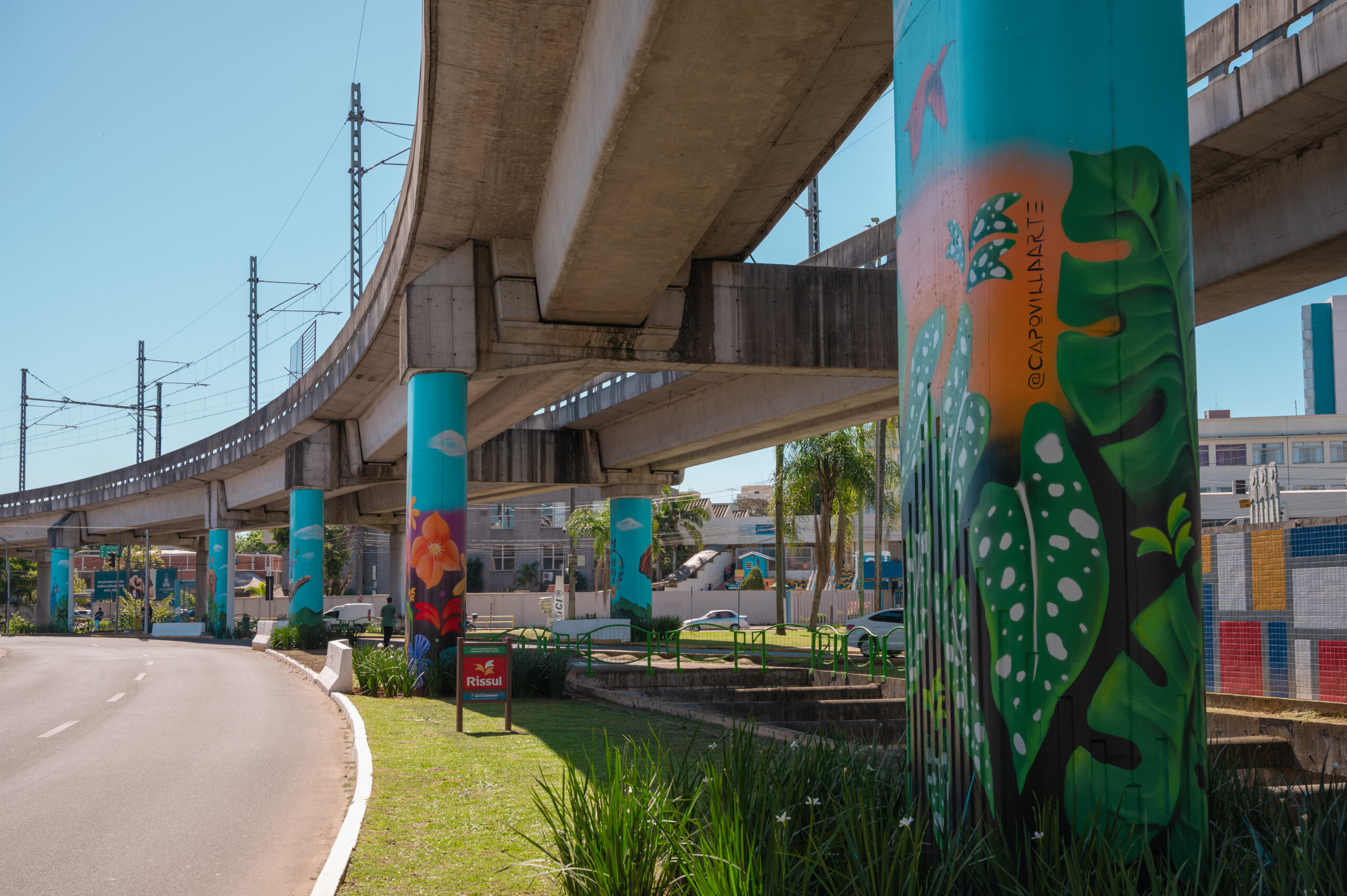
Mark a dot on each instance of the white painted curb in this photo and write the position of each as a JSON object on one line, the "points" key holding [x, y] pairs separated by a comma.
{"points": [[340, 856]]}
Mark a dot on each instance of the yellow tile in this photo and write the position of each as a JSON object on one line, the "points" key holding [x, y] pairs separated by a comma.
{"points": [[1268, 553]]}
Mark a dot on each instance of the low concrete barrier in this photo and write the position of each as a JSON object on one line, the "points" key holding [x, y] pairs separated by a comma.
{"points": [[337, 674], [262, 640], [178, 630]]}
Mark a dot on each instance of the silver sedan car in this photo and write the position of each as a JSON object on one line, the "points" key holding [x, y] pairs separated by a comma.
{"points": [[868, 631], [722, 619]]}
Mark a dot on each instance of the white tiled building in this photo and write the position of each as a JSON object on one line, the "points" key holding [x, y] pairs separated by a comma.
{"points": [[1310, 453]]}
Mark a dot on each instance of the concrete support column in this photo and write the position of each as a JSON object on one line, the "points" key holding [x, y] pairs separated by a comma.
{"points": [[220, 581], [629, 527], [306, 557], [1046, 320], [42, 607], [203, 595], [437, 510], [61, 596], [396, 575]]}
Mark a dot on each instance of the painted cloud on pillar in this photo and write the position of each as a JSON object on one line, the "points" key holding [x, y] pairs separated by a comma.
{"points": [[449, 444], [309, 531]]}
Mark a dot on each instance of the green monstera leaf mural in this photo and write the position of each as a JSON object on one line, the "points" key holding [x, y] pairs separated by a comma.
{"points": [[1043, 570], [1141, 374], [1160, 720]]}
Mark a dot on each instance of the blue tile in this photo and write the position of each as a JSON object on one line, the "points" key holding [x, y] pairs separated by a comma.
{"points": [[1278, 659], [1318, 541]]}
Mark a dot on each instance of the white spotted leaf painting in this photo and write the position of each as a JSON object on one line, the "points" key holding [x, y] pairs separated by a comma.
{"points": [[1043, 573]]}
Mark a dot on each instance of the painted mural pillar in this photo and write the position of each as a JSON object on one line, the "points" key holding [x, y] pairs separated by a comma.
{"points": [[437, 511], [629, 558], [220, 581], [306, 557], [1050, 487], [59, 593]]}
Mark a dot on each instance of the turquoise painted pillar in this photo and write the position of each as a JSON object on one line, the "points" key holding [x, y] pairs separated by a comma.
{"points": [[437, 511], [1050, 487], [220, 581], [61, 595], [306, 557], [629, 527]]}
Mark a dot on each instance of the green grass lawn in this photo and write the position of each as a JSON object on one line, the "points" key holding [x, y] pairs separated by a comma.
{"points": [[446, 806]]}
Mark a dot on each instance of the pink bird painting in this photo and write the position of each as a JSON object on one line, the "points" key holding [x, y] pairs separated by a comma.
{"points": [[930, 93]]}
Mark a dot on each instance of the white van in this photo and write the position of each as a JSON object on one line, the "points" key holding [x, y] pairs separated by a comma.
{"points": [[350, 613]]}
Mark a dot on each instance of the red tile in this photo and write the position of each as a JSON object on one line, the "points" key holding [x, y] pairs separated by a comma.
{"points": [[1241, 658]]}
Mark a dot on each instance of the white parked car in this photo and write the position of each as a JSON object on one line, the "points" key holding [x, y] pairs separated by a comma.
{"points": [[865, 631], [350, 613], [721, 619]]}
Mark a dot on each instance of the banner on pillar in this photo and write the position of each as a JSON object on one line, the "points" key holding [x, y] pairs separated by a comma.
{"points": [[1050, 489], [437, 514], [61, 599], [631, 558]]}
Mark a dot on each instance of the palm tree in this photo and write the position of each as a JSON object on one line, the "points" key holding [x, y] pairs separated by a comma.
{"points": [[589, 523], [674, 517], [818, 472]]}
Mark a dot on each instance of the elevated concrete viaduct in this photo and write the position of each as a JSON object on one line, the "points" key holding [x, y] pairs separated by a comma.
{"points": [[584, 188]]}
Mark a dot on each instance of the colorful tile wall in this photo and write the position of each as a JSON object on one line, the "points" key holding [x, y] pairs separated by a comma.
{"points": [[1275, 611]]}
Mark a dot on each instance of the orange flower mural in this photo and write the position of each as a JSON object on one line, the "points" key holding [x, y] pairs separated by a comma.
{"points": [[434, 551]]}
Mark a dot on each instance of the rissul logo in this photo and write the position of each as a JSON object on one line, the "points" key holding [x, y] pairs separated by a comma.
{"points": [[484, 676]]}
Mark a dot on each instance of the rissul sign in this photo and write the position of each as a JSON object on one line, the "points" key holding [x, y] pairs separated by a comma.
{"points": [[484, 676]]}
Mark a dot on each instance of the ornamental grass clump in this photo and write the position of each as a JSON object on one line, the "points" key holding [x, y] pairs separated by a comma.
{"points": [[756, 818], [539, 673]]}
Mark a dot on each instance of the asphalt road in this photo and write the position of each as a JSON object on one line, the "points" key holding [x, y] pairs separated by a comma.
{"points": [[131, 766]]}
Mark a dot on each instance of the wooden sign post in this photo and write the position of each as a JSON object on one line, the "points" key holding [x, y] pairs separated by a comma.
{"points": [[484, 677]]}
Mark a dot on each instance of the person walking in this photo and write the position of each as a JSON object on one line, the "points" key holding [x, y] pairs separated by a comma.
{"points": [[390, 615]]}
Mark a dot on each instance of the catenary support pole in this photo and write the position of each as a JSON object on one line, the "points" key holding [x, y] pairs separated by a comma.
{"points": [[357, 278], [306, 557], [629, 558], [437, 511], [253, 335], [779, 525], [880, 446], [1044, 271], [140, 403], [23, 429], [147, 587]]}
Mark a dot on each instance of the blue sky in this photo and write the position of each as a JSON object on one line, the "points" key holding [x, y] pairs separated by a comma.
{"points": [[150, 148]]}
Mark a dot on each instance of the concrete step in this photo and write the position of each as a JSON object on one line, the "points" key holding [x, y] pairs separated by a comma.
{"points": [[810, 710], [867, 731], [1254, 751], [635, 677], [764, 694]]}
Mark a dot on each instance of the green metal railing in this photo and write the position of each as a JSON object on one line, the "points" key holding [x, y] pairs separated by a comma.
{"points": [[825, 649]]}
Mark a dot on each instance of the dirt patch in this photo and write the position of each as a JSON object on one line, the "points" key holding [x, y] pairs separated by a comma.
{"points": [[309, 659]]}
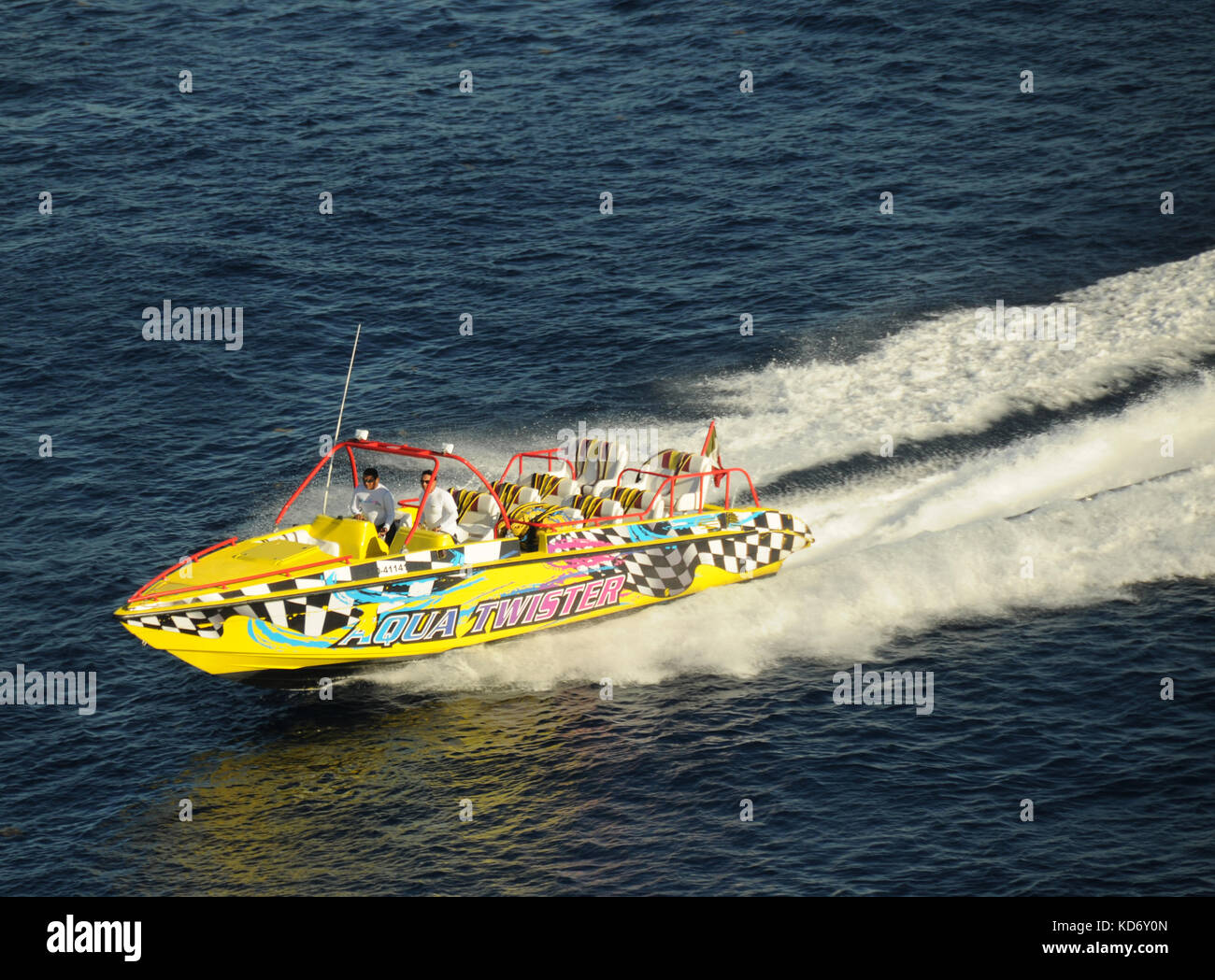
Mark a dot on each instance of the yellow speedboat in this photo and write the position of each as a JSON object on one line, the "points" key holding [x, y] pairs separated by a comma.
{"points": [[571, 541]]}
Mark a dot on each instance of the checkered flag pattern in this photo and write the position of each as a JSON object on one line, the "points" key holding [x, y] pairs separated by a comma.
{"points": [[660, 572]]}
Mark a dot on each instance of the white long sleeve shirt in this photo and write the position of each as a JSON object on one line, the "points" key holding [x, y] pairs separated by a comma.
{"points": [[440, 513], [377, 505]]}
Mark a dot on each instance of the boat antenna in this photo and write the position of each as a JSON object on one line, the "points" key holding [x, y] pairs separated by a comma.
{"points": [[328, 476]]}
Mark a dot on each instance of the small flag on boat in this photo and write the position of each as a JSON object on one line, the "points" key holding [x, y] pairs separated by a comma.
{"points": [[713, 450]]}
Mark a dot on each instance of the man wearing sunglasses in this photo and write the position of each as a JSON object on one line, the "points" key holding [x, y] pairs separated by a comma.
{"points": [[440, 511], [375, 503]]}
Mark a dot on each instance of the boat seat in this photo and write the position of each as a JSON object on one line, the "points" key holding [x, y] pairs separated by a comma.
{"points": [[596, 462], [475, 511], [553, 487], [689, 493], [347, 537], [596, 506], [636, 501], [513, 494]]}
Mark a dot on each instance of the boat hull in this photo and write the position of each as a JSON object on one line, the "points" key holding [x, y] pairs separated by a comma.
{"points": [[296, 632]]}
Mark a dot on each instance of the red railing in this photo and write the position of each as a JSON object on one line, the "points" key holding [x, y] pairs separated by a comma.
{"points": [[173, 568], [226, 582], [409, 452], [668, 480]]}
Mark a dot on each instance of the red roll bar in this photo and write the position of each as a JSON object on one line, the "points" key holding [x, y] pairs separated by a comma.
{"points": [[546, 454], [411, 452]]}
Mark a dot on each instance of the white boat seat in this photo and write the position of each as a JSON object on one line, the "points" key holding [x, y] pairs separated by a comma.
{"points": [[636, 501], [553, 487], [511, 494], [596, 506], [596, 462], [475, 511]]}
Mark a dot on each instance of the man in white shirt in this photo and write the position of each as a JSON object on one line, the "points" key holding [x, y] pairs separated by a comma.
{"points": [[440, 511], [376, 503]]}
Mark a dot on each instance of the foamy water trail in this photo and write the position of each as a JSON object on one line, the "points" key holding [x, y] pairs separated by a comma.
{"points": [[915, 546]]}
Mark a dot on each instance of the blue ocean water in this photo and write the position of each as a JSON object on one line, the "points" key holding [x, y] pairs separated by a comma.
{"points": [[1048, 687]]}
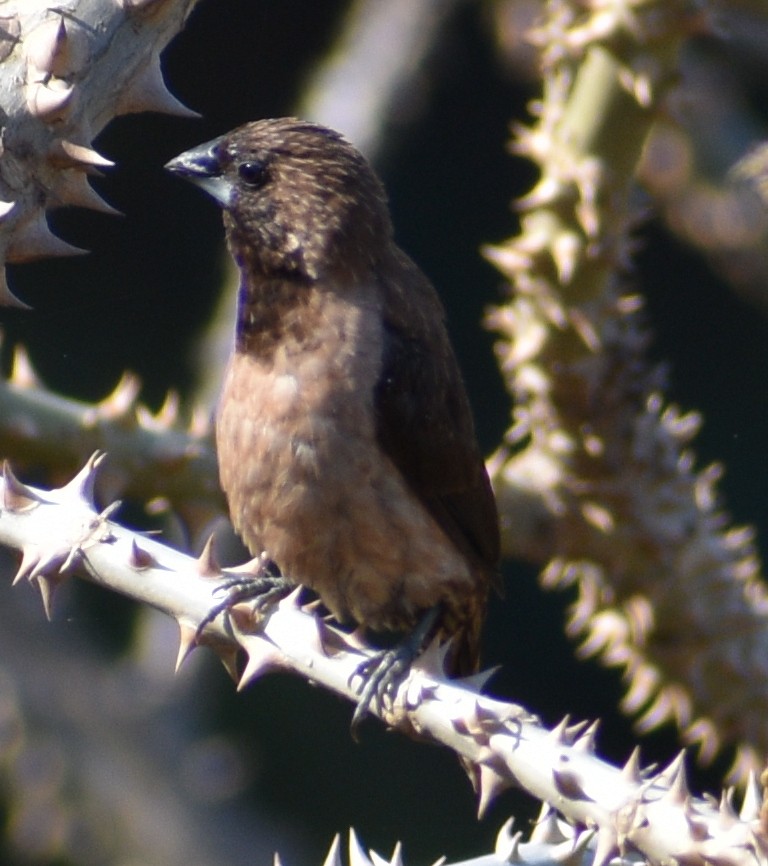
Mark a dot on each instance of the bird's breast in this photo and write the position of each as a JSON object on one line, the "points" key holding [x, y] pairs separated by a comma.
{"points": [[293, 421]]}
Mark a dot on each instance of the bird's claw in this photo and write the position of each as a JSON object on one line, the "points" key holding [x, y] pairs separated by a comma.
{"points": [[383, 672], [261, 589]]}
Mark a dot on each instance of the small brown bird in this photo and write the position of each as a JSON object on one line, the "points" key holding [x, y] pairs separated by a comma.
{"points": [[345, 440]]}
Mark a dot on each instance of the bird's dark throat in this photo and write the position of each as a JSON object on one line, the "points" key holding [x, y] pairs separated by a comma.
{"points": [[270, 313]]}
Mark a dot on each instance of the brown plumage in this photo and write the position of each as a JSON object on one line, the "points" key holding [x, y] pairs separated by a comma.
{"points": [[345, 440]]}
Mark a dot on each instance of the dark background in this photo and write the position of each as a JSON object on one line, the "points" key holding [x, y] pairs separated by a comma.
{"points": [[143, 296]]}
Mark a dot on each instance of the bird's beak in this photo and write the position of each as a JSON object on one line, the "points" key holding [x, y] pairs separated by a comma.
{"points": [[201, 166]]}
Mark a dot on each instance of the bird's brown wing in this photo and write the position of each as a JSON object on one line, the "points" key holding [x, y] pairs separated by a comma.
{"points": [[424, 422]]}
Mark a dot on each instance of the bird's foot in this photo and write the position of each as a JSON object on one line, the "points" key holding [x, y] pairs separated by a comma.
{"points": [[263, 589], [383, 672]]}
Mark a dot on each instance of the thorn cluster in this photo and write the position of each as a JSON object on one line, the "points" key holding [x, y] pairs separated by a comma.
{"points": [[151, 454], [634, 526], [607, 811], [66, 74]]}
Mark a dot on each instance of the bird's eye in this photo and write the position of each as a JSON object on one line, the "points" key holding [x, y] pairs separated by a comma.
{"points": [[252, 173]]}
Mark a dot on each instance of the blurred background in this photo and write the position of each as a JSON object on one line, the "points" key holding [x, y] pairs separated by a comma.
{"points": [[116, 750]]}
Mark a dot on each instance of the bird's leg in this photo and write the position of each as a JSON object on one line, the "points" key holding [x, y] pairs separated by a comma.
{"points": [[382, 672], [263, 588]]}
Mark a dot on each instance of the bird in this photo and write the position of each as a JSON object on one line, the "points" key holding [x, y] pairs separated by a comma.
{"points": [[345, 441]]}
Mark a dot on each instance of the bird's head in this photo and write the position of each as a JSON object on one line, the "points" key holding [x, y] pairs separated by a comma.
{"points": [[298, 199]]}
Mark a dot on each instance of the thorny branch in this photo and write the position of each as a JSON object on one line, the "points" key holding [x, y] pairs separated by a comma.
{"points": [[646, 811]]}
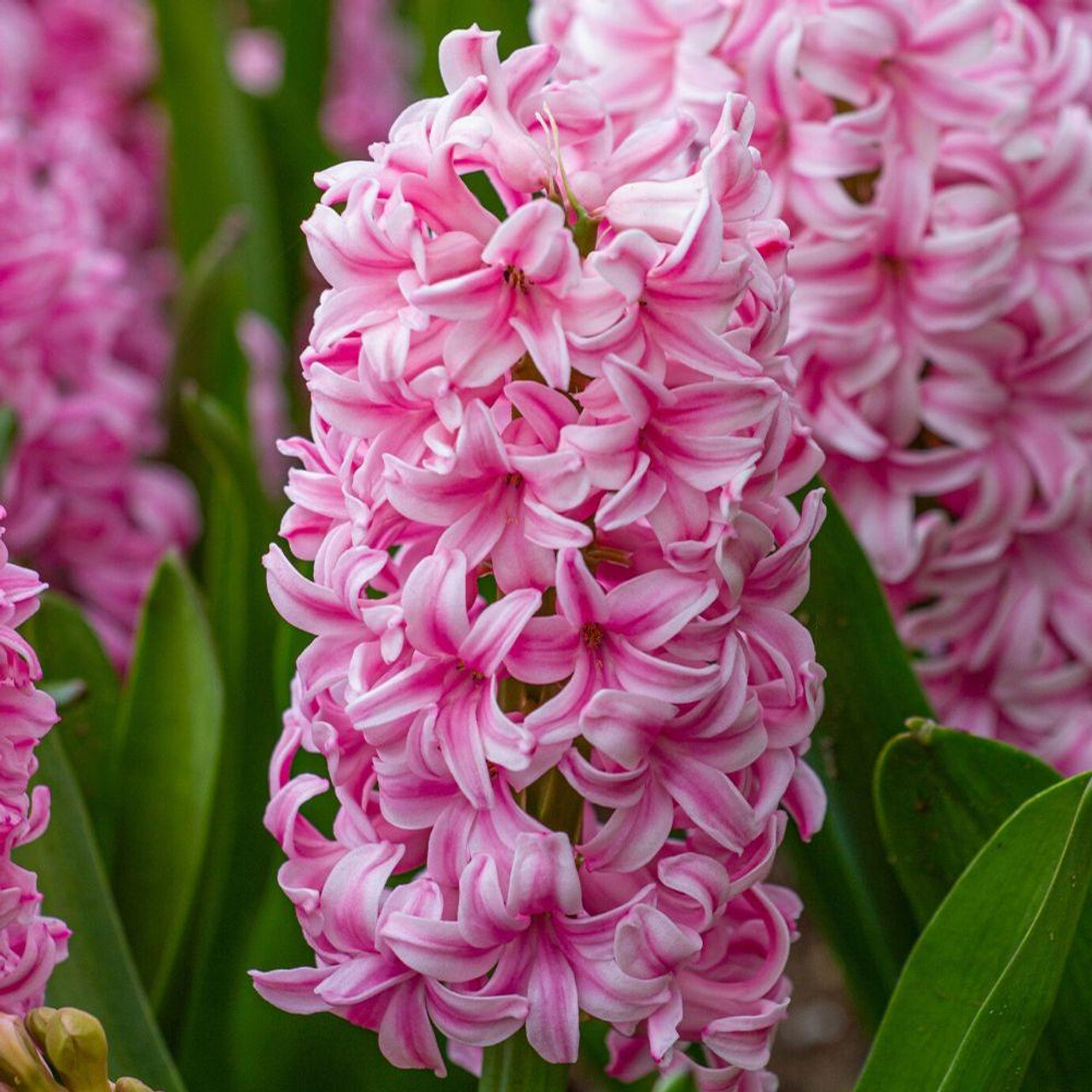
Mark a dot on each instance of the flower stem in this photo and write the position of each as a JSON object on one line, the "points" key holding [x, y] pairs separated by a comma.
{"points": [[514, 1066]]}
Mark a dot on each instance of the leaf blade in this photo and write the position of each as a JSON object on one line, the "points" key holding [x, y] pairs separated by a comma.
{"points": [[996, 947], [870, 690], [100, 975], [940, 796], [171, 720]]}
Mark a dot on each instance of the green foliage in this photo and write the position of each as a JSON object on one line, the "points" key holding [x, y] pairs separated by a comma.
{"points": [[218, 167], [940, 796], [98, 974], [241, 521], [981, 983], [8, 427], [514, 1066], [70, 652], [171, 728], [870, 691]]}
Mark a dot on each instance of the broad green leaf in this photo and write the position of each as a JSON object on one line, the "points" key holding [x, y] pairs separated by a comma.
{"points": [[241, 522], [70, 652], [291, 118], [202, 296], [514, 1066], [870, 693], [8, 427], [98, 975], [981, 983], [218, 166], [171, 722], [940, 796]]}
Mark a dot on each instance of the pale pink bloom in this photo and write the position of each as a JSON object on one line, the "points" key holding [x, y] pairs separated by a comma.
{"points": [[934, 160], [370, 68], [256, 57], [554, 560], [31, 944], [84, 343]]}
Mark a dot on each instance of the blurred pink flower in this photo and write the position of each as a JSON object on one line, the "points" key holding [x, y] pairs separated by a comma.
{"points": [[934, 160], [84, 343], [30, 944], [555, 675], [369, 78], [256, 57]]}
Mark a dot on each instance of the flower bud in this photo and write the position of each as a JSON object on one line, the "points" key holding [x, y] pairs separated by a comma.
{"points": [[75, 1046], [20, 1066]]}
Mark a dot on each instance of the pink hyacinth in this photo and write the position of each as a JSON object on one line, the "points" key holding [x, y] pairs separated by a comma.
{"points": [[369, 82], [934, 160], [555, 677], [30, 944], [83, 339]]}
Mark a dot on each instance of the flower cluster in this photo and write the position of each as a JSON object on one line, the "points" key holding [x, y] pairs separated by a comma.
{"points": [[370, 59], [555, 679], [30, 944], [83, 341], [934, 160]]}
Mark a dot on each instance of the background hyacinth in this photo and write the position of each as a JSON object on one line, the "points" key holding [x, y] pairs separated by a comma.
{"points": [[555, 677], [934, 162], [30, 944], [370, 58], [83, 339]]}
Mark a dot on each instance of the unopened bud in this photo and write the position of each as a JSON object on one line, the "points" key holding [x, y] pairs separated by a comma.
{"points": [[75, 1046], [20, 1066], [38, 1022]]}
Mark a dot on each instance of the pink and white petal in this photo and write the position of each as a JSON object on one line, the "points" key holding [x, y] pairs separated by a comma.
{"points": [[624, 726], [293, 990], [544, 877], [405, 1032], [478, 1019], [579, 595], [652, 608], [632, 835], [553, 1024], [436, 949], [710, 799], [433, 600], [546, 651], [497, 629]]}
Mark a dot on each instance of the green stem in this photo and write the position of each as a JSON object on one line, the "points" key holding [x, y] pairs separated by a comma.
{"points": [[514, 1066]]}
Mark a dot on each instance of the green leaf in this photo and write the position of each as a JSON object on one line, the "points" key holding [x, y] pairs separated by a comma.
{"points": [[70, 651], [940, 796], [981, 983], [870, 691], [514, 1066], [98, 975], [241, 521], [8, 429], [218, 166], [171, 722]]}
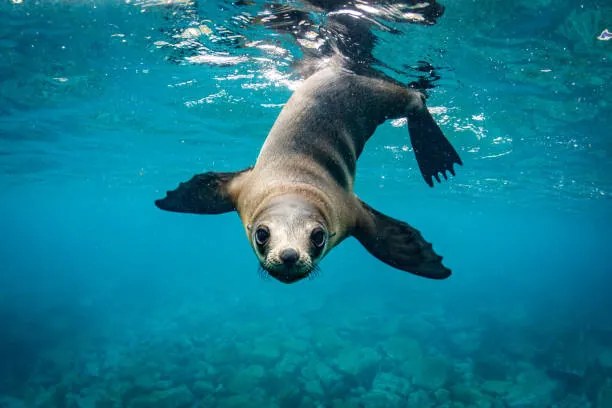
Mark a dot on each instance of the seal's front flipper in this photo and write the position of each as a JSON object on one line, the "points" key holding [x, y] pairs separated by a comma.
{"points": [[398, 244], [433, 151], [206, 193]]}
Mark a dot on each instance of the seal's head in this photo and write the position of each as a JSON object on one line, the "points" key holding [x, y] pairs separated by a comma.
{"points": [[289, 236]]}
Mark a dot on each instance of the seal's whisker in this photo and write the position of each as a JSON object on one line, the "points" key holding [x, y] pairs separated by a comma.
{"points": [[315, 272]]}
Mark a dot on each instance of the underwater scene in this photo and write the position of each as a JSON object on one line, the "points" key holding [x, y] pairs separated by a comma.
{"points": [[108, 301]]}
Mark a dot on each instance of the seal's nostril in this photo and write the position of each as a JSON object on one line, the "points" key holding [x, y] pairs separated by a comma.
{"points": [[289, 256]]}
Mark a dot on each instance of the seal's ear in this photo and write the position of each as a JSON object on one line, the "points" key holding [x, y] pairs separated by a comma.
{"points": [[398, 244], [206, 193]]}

++++

Direction –
Return the lines from the line containing "Mark a dot on each instance of the underwater" to the end of the entries above, exactly as they appear and with no other output.

Solution below –
Mark a dot on each instance of the underwater scene in this photo and write the position of each as a JSON object on one line, the "points" key holding [x, y] pairs separated by a comma.
{"points": [[108, 301]]}
Mark a dot on each instance of the seal's nostril in this photo and write the position of each as a JSON object on one line, the "points" key holding [x, y] pairs separated by a comma.
{"points": [[289, 256]]}
Mark a dot on each instance of the seal's ear in this photo and write the position of each as a JSON object on one line, the "points" key holding [x, y] pairs separated by a comma.
{"points": [[398, 244], [206, 193]]}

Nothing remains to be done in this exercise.